==== Исходный текст ====

Шрифт:
Интервал:
Закладка:
Полуторастометровая просека, проложенная моей машиной напрямик от опушки к двум высоким елям, и две широких черных полосы от гусениц послужили отличным ориентиром для немецких летчиков. Они методически делали вдоль нее заход за заходом, бомбы ложились то дальше, то ближе к машине, иногда почти вплотную, но ни разу не задели ее. Край воронки от 100-килограммовой фугаски чернел всего в трех шагах от правой гусеницы. На пятом заходе (самолеты атаковали по одному) пикировщик поджег большой брезент, привязанный к правому крылу. Хуже всего было то, что рядом с ним, на том же крыле, находились два дополнительных бака с горючим...
После очередного захода, когда самолет выходил из пике, а следующий за ним только разворачивался, мы с Зайцевым успели столкнуть удушливо чадивший брезент с крыла и нырнуть обратно в люки. После седьмого отвинтили барашки и освободили баки от стяжных лент, промешкав при этом две-три лишние секунды, и «лаптежник» уже открыл огонь, но второпях выпустил длинную очередь выше башни, а то мы вряд ли бы смогли вернуться в машину. Еще одну вылазку пришлось сделать, чтобы сбросить на землю баки с газойлем.
Брезент, упавший в метре от гусеницы, густо дымил черным, облегчая задачу фашистским пилотам. Швырнув бомбу, самолет неторопливо описывал широкий круг и пристраивался в очередь – для нового бомбометания. Разъяренные неуязвимостью тяжелой самоходки, горе-асы снова и снова штурмовали нашу исушку, а нам только оставалось с замиранием сердца и крепко стиснутыми зубами встречать каждый новый вой, падающий на нас сверху вместе с треском очередей, и ожидать неминуемой смерти, но каждый раз мы получали новую минутную отсрочку... И самое ужасное в подобном положении – это невозможность действовать, хотя бы двигаться.

==== Список данных ====

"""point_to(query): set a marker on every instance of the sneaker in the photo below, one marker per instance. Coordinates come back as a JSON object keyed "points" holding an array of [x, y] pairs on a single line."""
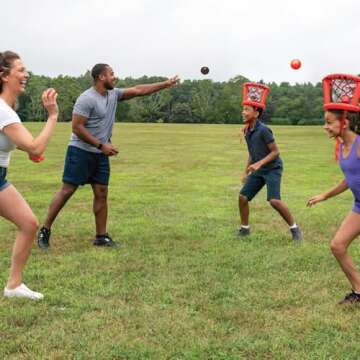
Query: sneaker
{"points": [[350, 298], [243, 232], [105, 240], [24, 292], [296, 234], [44, 238]]}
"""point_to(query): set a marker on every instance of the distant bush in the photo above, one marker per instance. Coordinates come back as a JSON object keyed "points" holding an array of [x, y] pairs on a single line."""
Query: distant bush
{"points": [[280, 121], [311, 122]]}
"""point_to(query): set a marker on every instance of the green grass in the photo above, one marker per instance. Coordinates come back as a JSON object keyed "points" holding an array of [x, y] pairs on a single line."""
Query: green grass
{"points": [[183, 286]]}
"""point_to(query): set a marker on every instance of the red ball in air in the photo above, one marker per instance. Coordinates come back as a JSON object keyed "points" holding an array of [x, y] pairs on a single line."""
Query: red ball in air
{"points": [[295, 64]]}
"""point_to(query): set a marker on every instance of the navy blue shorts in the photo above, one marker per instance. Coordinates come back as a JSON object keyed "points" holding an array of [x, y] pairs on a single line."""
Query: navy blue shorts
{"points": [[85, 167], [256, 181], [3, 182]]}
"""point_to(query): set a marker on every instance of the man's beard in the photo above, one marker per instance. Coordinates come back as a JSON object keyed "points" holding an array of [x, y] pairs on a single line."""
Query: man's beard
{"points": [[108, 86]]}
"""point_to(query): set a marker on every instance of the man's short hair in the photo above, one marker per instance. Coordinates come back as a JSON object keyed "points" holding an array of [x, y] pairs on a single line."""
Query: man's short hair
{"points": [[97, 70]]}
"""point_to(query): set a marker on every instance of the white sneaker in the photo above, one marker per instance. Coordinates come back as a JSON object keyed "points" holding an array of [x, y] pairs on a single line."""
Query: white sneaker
{"points": [[23, 291]]}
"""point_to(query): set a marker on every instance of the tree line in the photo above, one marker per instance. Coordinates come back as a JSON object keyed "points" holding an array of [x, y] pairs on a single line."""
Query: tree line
{"points": [[192, 101]]}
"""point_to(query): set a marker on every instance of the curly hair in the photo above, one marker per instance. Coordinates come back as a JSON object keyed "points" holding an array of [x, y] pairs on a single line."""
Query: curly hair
{"points": [[6, 60]]}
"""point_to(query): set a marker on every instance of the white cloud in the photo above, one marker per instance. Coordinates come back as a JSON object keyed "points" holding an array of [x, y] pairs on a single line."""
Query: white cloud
{"points": [[256, 39]]}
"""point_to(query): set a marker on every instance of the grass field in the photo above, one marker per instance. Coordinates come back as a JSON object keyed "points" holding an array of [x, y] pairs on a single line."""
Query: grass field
{"points": [[183, 286]]}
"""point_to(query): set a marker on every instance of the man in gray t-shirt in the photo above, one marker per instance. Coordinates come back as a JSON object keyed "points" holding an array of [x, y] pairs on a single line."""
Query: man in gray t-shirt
{"points": [[87, 157]]}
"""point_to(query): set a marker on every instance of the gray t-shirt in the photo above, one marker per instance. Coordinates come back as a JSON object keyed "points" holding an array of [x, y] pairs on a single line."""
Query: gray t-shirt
{"points": [[100, 113], [7, 116]]}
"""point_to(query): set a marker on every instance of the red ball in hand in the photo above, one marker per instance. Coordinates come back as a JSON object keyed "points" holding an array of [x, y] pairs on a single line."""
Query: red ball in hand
{"points": [[204, 70]]}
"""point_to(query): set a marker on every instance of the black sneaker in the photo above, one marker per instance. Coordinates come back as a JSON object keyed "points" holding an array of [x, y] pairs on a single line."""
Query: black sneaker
{"points": [[296, 234], [105, 240], [243, 232], [350, 299], [44, 238]]}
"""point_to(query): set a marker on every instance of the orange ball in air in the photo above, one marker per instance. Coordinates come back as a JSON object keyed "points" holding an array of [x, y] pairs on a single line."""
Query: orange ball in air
{"points": [[295, 64]]}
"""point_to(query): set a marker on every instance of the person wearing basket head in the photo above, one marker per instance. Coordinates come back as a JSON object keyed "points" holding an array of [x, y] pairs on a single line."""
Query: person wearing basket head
{"points": [[264, 166], [13, 207], [342, 122], [87, 157]]}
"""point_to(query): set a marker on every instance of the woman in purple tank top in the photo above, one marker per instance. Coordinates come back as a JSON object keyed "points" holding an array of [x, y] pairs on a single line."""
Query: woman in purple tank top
{"points": [[342, 122]]}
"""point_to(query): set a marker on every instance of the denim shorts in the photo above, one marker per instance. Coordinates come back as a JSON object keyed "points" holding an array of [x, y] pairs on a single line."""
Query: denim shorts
{"points": [[3, 182], [85, 167], [258, 179]]}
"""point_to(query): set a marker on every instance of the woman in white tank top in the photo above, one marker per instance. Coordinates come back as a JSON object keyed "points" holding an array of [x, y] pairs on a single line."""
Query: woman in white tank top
{"points": [[13, 207]]}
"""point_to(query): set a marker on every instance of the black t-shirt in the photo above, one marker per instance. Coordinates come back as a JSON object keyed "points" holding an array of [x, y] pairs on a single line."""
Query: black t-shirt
{"points": [[257, 141]]}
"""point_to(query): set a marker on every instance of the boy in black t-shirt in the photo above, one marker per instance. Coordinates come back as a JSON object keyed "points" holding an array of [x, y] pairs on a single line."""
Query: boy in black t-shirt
{"points": [[264, 165]]}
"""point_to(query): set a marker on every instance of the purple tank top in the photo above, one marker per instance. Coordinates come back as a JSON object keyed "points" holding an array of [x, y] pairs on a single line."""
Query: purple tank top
{"points": [[351, 169]]}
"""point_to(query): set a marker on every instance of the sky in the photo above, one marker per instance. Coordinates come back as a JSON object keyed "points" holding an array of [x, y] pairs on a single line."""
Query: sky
{"points": [[256, 39]]}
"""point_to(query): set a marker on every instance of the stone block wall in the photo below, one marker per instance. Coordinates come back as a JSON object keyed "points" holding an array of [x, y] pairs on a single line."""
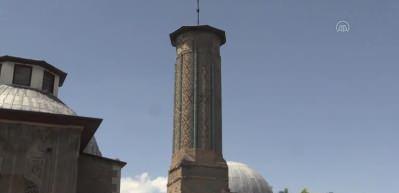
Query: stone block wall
{"points": [[38, 158]]}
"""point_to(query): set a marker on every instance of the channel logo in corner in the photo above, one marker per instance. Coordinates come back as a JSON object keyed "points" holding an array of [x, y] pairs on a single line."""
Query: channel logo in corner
{"points": [[342, 26]]}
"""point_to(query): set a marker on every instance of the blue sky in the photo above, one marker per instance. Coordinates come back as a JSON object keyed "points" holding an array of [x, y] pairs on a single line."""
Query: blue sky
{"points": [[302, 104]]}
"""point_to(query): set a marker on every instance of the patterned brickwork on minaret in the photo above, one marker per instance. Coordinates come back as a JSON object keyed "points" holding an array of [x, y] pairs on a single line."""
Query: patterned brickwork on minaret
{"points": [[197, 161]]}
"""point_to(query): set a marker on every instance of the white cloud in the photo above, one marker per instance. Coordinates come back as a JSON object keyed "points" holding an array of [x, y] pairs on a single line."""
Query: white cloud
{"points": [[143, 184]]}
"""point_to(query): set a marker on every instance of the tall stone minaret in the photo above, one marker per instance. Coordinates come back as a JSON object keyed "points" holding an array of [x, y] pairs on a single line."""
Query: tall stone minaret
{"points": [[197, 163]]}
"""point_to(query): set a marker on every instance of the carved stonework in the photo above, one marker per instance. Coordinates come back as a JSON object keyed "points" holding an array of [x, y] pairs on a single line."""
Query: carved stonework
{"points": [[35, 167], [187, 101], [197, 167], [177, 112], [30, 187]]}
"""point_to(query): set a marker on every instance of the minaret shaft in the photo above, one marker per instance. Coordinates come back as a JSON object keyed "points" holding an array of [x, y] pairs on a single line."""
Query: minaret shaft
{"points": [[197, 161], [197, 115]]}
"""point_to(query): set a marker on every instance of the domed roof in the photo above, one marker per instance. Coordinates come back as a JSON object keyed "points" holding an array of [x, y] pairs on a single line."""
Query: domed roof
{"points": [[25, 99], [243, 179]]}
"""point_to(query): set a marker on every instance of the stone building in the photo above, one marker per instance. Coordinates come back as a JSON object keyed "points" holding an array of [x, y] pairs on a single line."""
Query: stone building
{"points": [[197, 164], [45, 147]]}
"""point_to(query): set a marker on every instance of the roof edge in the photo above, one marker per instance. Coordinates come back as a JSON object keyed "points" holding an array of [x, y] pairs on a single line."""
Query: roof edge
{"points": [[42, 63], [90, 125]]}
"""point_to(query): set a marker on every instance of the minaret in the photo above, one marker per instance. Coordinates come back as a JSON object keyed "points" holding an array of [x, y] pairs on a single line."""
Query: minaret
{"points": [[197, 162]]}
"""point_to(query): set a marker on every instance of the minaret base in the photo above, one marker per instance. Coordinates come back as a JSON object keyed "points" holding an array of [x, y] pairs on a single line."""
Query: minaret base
{"points": [[191, 177]]}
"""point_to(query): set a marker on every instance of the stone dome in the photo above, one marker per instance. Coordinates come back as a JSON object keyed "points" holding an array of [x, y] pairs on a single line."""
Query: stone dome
{"points": [[18, 98], [27, 99], [243, 179]]}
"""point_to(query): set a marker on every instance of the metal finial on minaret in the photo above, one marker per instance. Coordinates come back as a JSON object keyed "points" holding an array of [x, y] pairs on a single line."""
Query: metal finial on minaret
{"points": [[198, 165], [197, 12]]}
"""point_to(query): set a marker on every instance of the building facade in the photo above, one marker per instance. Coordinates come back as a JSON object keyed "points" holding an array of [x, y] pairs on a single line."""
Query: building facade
{"points": [[45, 147]]}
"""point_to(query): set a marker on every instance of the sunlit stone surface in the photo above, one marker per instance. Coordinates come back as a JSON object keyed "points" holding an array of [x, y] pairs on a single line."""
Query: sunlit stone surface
{"points": [[243, 179]]}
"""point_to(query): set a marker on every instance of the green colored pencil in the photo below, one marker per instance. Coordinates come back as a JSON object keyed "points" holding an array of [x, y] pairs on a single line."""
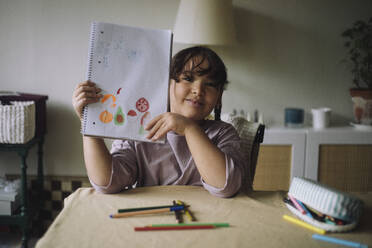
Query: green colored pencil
{"points": [[192, 224], [144, 208]]}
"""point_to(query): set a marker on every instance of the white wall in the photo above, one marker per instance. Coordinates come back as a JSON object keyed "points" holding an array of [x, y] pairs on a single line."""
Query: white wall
{"points": [[288, 55]]}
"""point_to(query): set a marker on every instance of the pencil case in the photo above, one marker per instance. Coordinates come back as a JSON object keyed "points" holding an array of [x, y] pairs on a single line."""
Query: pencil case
{"points": [[326, 208]]}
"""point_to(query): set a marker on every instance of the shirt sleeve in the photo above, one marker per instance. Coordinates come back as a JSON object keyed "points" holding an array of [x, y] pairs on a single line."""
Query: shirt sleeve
{"points": [[123, 170], [229, 142]]}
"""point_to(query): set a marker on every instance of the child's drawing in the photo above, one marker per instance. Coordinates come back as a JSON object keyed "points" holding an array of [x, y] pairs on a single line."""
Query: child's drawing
{"points": [[142, 105], [106, 117], [119, 45], [119, 117], [106, 97], [132, 113], [133, 54], [146, 117]]}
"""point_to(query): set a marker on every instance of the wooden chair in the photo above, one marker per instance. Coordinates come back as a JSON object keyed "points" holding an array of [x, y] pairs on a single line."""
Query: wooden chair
{"points": [[252, 134]]}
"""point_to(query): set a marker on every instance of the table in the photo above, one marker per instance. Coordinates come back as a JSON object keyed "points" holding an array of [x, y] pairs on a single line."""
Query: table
{"points": [[24, 217], [256, 221]]}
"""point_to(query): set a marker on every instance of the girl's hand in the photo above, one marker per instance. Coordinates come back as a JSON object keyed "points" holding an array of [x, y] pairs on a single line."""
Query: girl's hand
{"points": [[160, 125], [85, 93]]}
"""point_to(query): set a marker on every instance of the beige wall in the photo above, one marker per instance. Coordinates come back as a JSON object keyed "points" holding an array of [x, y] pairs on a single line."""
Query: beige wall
{"points": [[289, 54]]}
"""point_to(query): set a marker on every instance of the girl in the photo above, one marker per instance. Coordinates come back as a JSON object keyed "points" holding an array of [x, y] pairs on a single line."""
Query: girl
{"points": [[197, 151]]}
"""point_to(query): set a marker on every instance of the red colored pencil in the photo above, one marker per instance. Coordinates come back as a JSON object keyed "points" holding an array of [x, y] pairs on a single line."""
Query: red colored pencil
{"points": [[162, 228]]}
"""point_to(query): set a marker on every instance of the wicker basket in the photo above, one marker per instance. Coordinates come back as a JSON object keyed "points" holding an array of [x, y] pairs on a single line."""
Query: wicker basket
{"points": [[17, 122]]}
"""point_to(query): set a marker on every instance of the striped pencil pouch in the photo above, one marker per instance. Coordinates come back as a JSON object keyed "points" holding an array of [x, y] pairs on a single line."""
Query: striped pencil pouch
{"points": [[322, 206]]}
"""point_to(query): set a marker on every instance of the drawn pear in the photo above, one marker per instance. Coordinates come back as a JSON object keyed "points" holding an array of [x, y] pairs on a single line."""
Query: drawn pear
{"points": [[119, 117]]}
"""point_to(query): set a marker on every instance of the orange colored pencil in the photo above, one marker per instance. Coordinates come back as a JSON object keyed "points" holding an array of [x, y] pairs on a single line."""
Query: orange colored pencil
{"points": [[151, 211], [163, 228]]}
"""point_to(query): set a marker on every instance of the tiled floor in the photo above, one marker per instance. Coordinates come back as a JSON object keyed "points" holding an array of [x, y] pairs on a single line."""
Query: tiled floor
{"points": [[56, 189], [14, 240]]}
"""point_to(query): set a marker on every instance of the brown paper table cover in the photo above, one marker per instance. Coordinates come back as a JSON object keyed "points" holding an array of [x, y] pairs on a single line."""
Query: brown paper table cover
{"points": [[256, 221]]}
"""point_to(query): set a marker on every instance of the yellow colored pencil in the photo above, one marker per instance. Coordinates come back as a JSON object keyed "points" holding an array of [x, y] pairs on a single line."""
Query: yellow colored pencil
{"points": [[303, 224]]}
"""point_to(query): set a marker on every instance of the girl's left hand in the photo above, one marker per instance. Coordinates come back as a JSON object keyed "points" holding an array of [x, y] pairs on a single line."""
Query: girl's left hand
{"points": [[160, 125]]}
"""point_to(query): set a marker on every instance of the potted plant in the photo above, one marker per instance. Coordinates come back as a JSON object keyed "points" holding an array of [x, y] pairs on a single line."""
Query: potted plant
{"points": [[358, 42]]}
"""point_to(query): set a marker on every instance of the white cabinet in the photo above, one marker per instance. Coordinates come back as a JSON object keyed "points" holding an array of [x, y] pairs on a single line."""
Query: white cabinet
{"points": [[307, 146]]}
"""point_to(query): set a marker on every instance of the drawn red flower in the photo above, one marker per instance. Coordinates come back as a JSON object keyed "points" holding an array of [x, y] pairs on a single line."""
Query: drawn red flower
{"points": [[132, 113], [142, 105]]}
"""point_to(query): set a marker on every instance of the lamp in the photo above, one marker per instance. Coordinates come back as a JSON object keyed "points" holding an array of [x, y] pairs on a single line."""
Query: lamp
{"points": [[205, 22]]}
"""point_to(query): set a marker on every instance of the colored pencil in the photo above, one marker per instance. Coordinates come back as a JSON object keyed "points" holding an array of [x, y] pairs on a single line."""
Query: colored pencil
{"points": [[143, 208], [303, 224], [178, 214], [296, 204], [150, 211], [193, 224], [188, 213], [162, 228], [305, 209], [338, 241]]}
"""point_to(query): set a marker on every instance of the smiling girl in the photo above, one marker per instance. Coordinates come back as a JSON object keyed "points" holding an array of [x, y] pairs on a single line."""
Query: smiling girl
{"points": [[196, 152]]}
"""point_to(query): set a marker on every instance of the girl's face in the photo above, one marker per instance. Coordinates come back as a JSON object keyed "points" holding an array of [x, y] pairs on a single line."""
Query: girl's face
{"points": [[194, 96]]}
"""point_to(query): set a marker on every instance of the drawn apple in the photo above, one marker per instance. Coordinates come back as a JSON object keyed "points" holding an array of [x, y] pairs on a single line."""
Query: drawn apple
{"points": [[142, 105], [132, 113], [145, 118], [106, 117]]}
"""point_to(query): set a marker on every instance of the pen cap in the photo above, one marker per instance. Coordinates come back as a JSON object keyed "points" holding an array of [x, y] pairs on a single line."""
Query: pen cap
{"points": [[328, 201]]}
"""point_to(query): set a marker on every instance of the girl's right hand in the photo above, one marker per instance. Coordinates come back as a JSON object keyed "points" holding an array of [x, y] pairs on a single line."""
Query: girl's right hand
{"points": [[84, 94]]}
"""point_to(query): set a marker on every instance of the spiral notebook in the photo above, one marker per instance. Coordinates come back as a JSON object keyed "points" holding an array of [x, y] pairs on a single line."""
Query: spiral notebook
{"points": [[131, 66]]}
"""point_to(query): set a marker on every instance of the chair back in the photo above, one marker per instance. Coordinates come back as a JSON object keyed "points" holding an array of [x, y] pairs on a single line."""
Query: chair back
{"points": [[252, 134]]}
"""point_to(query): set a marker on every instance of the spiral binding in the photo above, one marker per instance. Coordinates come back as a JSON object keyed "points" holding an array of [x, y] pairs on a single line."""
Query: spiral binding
{"points": [[89, 70]]}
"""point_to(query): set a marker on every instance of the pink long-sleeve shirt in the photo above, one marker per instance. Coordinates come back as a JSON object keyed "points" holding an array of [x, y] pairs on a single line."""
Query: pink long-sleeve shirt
{"points": [[148, 164]]}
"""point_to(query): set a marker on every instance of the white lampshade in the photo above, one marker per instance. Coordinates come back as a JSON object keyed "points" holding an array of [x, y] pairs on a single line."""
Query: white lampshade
{"points": [[205, 22]]}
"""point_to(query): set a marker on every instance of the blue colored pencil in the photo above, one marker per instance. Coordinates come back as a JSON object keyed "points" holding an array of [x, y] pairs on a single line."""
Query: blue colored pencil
{"points": [[338, 241]]}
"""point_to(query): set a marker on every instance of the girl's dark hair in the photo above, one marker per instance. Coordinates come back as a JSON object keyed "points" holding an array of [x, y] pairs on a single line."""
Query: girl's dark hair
{"points": [[216, 69]]}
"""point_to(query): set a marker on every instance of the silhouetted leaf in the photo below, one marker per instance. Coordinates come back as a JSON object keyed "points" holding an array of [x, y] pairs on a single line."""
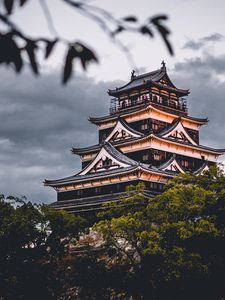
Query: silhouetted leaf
{"points": [[156, 21], [8, 5], [31, 48], [86, 56], [118, 30], [22, 2], [10, 52], [77, 51], [146, 30], [158, 18], [130, 19], [49, 47], [71, 54]]}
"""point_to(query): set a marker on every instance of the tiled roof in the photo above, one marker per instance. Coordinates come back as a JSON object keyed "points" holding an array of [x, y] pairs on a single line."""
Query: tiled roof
{"points": [[133, 109], [151, 77]]}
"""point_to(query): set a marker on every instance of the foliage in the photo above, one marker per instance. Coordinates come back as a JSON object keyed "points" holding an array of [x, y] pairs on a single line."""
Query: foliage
{"points": [[33, 241], [14, 43], [168, 247], [175, 244]]}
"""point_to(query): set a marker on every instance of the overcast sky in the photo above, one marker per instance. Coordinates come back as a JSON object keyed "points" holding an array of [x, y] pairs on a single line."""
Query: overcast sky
{"points": [[41, 120]]}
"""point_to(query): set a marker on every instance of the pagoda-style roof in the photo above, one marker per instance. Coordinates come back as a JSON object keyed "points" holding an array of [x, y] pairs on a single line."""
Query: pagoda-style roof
{"points": [[121, 128], [133, 110], [167, 136], [158, 78], [125, 165], [172, 165], [94, 203], [177, 131], [202, 168]]}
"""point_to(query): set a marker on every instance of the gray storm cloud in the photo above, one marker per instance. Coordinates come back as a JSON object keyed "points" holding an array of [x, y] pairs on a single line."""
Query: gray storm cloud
{"points": [[42, 120], [202, 42]]}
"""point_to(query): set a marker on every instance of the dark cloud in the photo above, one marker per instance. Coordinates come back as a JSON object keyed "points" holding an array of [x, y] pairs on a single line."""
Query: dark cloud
{"points": [[204, 66], [200, 43], [40, 122], [207, 94]]}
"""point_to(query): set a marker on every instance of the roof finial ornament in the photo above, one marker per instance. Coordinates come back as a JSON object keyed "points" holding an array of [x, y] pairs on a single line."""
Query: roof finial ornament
{"points": [[133, 75], [163, 65]]}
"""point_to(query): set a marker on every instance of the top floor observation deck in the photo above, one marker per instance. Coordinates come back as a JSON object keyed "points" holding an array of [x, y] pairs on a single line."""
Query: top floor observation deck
{"points": [[170, 104]]}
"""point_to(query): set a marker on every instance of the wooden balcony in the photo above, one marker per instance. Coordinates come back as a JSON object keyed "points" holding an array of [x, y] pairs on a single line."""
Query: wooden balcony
{"points": [[167, 104]]}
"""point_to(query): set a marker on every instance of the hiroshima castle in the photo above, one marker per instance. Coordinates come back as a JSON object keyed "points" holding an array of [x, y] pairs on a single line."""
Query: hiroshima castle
{"points": [[147, 137]]}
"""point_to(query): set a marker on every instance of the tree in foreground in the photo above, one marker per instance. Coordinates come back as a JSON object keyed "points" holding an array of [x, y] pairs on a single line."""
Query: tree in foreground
{"points": [[168, 247], [34, 242], [172, 246], [17, 47]]}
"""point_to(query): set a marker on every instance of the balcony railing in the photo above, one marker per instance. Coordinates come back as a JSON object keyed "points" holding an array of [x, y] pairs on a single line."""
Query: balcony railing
{"points": [[160, 101]]}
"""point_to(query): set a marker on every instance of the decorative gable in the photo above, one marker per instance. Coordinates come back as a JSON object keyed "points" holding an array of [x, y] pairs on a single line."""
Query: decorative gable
{"points": [[122, 132], [102, 162], [179, 133], [172, 165]]}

====

• _Задания_
[1] Ответьте по отрывку о самоходке под бомбежкой:
(a) В скольких шагах от правой гусеницы чернел край воронки от 100-килограммовой фугаски?
(b) Что поджег пикировщик на пятом заходе?
(c) На каком расстоянии от гусеницы упал сброшенный брезент?
[2] Определите, согласуется ли каждое утверждение с отрывком о самоходке под бомбежкой, и приведите решающие слова отрывка:
(a) Самолеты заходили на машину по одному.
(b) Одна из бомб все-таки задела машину.
(c) «Лаптежник» попал очередью в башню.
[3] Продолжите отрывок о самоходке под бомбежкой, начиная сразу после его последнего предложения.

• _Ответы по порядку_
[1]
(a) В трех шагах.
(b) Большой брезент, привязанный к правому крылу.
(c) В метре от гусеницы.

[2]
(a) Да: «самолеты атаковали по одному».
(b) Нет: «но ни разу не задели ее».
(c) Нет: «второпях выпустил длинную очередь выше башни».

[3]
Во время девятого или десятого захода осколком бомбы ранило комбата, который, воспользовавшись короткой паузой, выскочил наружу посмотреть, как засела самоходка и нельзя ли чего предпринять, чтобы вырваться из этой западни. Кугаенко стоял под стволом пушки, как раз напротив моего лючка, и успел пригнуться при взрыве бомбы, да так и остался в согнутом положении, схватившись руками за живот. Наводчик помог командиру забраться в башню, и мы с Кирюшей сделали перевязку. Осколок, к счастью Кугаенко, скользнул поперек живота и вспорол кожу, лишь слегка повредив мышцы, но крови было много. Ивану повезло: могло бы и совсем выпотрошить.
Тут с отчаяния и злости вспомнили мы о противотанковом ружье, которое лежит без пользы на моторной броне, рядом с мертвым хозяином, под малым брезентом. Втащили его за приклад внутрь башни. Подрагивая от распирающей нас мстительной радости, мы с Кириллом выдвинули длиннющий тонкий ствол из приоткрытого квадратного люка, загнали в казенник большой желтый патрон с черной головкой и стали выжидать удобного момента для выстрела. Только пристроили половчее ружье – спикировавший «Юнкерс» всадил снаряд прямо в рым (четыре таких кольца приварены по углам крыши башни для облегчения монтажа) слева от квадратного люка. Осколки брызнули вместе с пламенем внутрь боевого отделения, и Кирюше, не успевшему отскочить от люка, сильно оцарапало правый бок. К ружью стал заряжающий – последний целый «пушкарь».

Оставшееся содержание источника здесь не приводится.